# [DIRECTION A]
List every line in the entries that contains the string "each", matching case exactly.

# [GIVEN TEXT]
2. A transducer as claimed in claim 1 wherein films are hemispherical.
3. A transducer as claimed in claim 1 wherein said films are hemicylindrical.
4. A transducer as claimed in claim 1 comprising at least four piezoelectric films.
5. A transducer as claimed in claim 4 wherein at least two of said films are hemispherical.
6. A transducer as claimed in claim 5 wherein at least two of said films are hemicylindrical.
7. A transducer as claimed in claim 6 wherein said piezoelectric films comprise at least two layers of film laminated together.
8. A transducer as claimed in claim 1 wherein said resilient backing materials are vented to the atmosphere to provide air intake and exhaust in response to motion of said films.
9. A transducer as claimed in claim 1 wherein said films produce the desired result of dynamic range expansion.
Description
BACKGROUND OF THE INVENTION

The present invention relates to electro-acoustic transducers comprising at least two piezoelectric polymer diaphragms. More particularly, the present invention relates to an electro-acoustic transducer device which is capable of producing a dipole horn effect.

# [DATA EXTRACT]
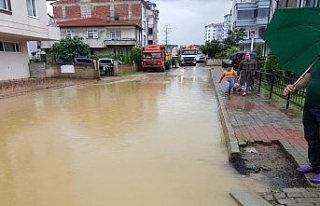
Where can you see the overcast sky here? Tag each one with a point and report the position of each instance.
(187, 18)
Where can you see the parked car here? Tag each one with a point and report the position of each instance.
(106, 66)
(201, 57)
(82, 61)
(233, 57)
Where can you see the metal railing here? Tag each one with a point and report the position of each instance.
(275, 83)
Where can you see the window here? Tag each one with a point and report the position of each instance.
(150, 31)
(9, 47)
(263, 13)
(115, 35)
(5, 5)
(31, 7)
(246, 14)
(70, 34)
(92, 34)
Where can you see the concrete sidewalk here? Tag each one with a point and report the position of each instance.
(255, 118)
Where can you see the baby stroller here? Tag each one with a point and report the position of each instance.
(237, 86)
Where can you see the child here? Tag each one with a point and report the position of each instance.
(228, 78)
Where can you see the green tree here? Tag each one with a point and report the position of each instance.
(68, 48)
(260, 58)
(272, 63)
(212, 48)
(231, 42)
(134, 56)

# [DIRECTION B]
Output the full transducer patent text above verbatim.

# [EXERCISE RESPONSE A]
Where can you see the overcast sky here? Tag each one with a point and report the position of each instance.
Where can you see the parked car here? Tag each one with a point and report the position of each instance.
Where can you see the metal railing here? Tag each one with a point and report the position of each instance.
Where can you see the window here? Tag each one with a point and report the position of each instance.
Where can you see the concrete sidewalk here? Tag each one with a point and report the position of each instance.
Where can you see the baby stroller here? Tag each one with a point and report the position of each instance.
Where can you see the child here? Tag each one with a point and report the position of each instance.
Where can you see the green tree here? Tag each one with a point and report the position of each instance.

# [EXERCISE RESPONSE B]
2. A transducer as claimed in claim 1 wherein films are hemispherical.
3. A transducer as claimed in claim 1 wherein said films are hemicylindrical.
4. A transducer as claimed in claim 1 comprising at least four piezoelectric films.
5. A transducer as claimed in claim 4 wherein at least two of said films are hemispherical.
6. A transducer as claimed in claim 5 wherein at least two of said films are hemicylindrical.
7. A transducer as claimed in claim 6 wherein said piezoelectric films comprise at least two layers of film laminated together.
8. A transducer as claimed in claim 1 wherein said resilient backing materials are vented to the atmosphere to provide air intake and exhaust in response to motion of said films.
9. A transducer as claimed in claim 1 wherein said films produce the desired result of dynamic range expansion.
Description
BACKGROUND OF THE INVENTION

The present invention relates to electro-acoustic transducers comprising at least two piezoelectric polymer diaphragms. More particularly, the present invention relates to an electro-acoustic transducer device which is capable of producing a dipole horn effect.